§ **INFORMATION PROVIDED**

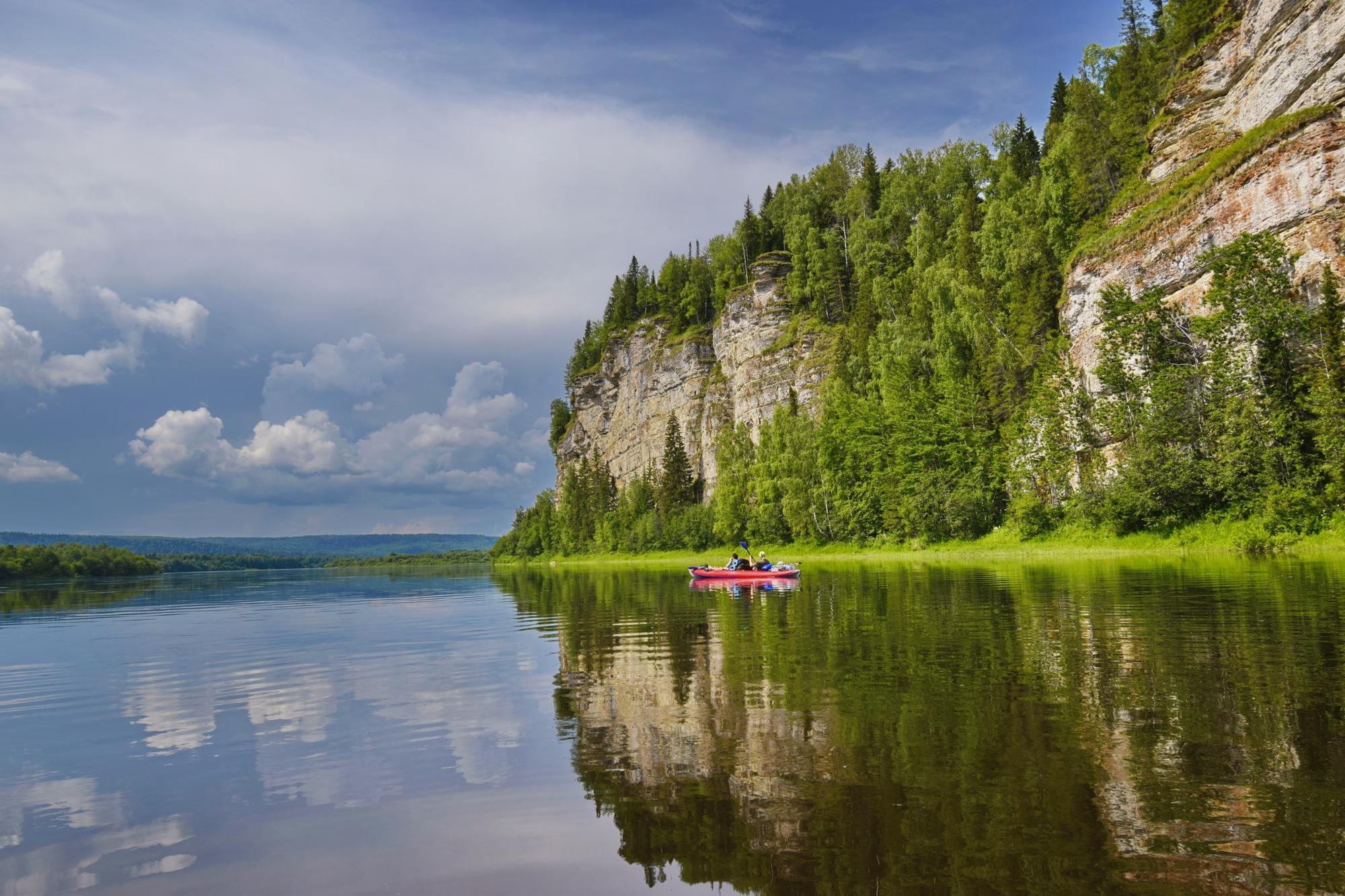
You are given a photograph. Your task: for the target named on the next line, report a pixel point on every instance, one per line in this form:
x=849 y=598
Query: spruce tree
x=1024 y=153
x=1330 y=319
x=677 y=487
x=872 y=186
x=1058 y=101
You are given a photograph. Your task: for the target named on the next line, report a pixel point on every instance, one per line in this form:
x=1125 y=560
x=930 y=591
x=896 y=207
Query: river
x=1116 y=725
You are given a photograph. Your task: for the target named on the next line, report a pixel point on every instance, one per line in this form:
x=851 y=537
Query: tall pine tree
x=872 y=186
x=1024 y=153
x=677 y=487
x=1058 y=101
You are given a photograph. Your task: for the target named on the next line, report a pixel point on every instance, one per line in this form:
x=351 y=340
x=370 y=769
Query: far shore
x=1203 y=538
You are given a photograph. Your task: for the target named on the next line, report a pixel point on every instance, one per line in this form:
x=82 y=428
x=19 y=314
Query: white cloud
x=185 y=319
x=29 y=467
x=467 y=212
x=467 y=448
x=48 y=275
x=357 y=368
x=24 y=361
x=307 y=444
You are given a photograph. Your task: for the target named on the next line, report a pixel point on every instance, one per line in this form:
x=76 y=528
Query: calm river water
x=1096 y=727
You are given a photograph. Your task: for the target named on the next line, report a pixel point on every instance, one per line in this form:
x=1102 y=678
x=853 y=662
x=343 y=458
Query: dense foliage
x=952 y=407
x=64 y=560
x=449 y=559
x=323 y=546
x=229 y=563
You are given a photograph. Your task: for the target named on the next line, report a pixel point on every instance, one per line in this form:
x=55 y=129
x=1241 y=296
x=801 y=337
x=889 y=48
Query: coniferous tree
x=1058 y=101
x=677 y=487
x=872 y=185
x=1024 y=151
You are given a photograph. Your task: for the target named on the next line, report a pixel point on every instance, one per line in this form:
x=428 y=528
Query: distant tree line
x=952 y=407
x=68 y=561
x=447 y=559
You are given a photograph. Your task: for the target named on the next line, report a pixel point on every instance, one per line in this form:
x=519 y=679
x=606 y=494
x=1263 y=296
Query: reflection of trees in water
x=1048 y=728
x=68 y=595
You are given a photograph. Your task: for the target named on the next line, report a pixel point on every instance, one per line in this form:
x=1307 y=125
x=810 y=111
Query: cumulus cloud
x=353 y=368
x=24 y=360
x=467 y=447
x=48 y=275
x=29 y=467
x=466 y=210
x=307 y=444
x=184 y=319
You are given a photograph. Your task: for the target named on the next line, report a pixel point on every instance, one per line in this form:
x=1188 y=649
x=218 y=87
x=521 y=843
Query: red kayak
x=743 y=575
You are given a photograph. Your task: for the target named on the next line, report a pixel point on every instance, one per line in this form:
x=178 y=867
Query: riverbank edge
x=1203 y=538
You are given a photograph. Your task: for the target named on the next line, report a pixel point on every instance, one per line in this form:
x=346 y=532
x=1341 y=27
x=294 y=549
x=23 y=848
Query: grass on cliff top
x=1206 y=537
x=1182 y=190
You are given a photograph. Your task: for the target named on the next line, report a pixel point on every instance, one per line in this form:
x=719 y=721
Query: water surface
x=1104 y=727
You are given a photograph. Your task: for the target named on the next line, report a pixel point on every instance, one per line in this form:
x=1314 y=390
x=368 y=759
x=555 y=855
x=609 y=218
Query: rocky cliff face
x=1282 y=57
x=740 y=373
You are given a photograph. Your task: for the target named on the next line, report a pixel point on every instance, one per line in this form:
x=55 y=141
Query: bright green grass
x=1207 y=537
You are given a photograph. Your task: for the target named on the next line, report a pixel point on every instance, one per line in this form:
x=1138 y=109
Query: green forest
x=950 y=407
x=69 y=561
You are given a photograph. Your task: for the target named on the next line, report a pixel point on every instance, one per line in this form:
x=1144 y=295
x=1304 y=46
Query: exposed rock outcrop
x=1282 y=57
x=742 y=372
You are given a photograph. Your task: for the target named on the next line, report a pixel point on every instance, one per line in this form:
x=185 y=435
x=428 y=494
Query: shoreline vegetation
x=952 y=411
x=65 y=563
x=1206 y=537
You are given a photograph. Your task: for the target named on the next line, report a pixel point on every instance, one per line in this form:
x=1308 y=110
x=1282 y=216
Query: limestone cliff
x=755 y=354
x=1252 y=140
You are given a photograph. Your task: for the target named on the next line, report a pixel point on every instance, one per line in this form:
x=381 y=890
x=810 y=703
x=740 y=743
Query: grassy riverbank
x=1206 y=537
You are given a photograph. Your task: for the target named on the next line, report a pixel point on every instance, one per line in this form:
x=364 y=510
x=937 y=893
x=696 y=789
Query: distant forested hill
x=293 y=546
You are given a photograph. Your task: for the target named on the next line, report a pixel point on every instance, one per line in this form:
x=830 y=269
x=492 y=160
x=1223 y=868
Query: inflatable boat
x=743 y=575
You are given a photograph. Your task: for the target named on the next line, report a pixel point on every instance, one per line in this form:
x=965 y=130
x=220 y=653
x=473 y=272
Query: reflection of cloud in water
x=111 y=854
x=177 y=715
x=479 y=720
x=75 y=799
x=302 y=704
x=454 y=697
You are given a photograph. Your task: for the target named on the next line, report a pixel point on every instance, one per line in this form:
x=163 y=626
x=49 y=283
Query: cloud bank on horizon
x=410 y=210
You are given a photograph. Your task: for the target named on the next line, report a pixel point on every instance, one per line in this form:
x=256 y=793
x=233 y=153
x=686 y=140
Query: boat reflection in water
x=746 y=587
x=1164 y=725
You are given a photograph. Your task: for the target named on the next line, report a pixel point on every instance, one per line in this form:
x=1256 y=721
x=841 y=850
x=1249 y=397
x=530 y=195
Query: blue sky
x=283 y=268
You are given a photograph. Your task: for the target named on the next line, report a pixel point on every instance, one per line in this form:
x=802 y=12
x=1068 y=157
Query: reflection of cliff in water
x=1044 y=728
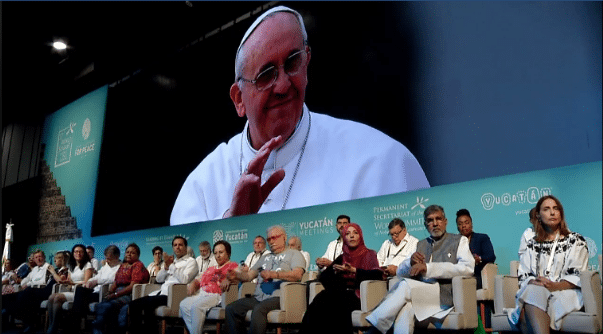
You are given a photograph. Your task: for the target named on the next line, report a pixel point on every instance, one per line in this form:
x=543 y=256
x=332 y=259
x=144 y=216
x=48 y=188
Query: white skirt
x=556 y=304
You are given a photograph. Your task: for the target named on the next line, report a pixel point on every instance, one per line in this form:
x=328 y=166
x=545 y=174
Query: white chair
x=464 y=313
x=486 y=293
x=217 y=314
x=292 y=306
x=371 y=294
x=584 y=321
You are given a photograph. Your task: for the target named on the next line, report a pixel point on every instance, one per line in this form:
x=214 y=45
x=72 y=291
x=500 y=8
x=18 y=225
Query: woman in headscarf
x=330 y=312
x=549 y=271
x=80 y=271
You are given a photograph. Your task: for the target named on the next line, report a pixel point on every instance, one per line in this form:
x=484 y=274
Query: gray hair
x=112 y=249
x=433 y=208
x=277 y=227
x=298 y=240
x=241 y=55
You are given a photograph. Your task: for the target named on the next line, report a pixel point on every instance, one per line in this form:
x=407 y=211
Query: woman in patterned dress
x=549 y=271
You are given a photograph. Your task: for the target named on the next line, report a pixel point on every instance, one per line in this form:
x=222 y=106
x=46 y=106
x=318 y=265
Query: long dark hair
x=85 y=258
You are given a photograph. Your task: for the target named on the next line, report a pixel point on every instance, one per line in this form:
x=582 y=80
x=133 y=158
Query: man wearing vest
x=428 y=272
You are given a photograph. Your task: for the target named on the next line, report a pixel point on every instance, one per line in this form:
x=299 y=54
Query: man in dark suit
x=479 y=244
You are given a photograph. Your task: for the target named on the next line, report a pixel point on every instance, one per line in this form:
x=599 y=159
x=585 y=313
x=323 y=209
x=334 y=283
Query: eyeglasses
x=274 y=237
x=268 y=77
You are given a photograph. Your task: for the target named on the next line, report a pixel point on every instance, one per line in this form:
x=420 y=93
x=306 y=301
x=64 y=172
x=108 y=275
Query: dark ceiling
x=107 y=41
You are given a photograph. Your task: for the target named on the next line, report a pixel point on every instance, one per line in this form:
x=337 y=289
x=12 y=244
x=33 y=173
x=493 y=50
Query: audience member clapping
x=341 y=280
x=80 y=272
x=205 y=292
x=114 y=310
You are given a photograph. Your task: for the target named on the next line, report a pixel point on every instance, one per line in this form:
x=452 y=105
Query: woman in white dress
x=549 y=271
x=205 y=291
x=80 y=271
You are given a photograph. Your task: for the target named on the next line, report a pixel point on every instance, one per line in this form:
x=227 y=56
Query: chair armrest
x=513 y=268
x=104 y=290
x=176 y=293
x=293 y=301
x=464 y=299
x=312 y=275
x=489 y=273
x=148 y=288
x=591 y=293
x=391 y=282
x=463 y=295
x=315 y=288
x=229 y=295
x=505 y=289
x=371 y=294
x=247 y=288
x=141 y=290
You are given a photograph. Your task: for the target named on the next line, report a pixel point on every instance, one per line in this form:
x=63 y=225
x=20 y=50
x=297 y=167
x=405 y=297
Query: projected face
x=78 y=254
x=276 y=110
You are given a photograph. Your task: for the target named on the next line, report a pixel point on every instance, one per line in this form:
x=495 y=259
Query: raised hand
x=249 y=193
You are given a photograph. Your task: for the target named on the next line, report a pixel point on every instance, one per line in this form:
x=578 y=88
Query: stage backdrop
x=72 y=137
x=499 y=207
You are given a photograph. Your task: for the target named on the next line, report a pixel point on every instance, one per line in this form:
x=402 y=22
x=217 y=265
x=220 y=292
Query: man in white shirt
x=271 y=165
x=282 y=265
x=35 y=288
x=177 y=269
x=295 y=243
x=398 y=248
x=206 y=258
x=438 y=258
x=259 y=249
x=334 y=249
x=106 y=274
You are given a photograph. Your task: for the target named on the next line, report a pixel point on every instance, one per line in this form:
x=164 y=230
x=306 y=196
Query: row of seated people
x=436 y=259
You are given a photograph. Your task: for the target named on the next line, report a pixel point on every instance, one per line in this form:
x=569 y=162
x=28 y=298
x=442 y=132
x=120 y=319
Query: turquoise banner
x=73 y=137
x=499 y=207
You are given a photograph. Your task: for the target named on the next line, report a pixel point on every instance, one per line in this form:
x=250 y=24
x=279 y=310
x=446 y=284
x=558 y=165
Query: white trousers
x=194 y=309
x=395 y=309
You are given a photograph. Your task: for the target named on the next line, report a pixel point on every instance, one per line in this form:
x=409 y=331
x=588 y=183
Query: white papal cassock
x=342 y=160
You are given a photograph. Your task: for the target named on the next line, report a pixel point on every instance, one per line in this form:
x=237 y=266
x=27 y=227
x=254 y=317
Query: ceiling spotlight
x=59 y=45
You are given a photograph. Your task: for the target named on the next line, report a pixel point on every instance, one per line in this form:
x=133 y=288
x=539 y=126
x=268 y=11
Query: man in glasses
x=283 y=264
x=398 y=248
x=438 y=259
x=288 y=157
x=335 y=247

§ **TASK GOAL**
Please collect every line of the data above that contains the word "boat".

§ **RESPONSE**
Query: inflatable boat
Query: boat reflection in water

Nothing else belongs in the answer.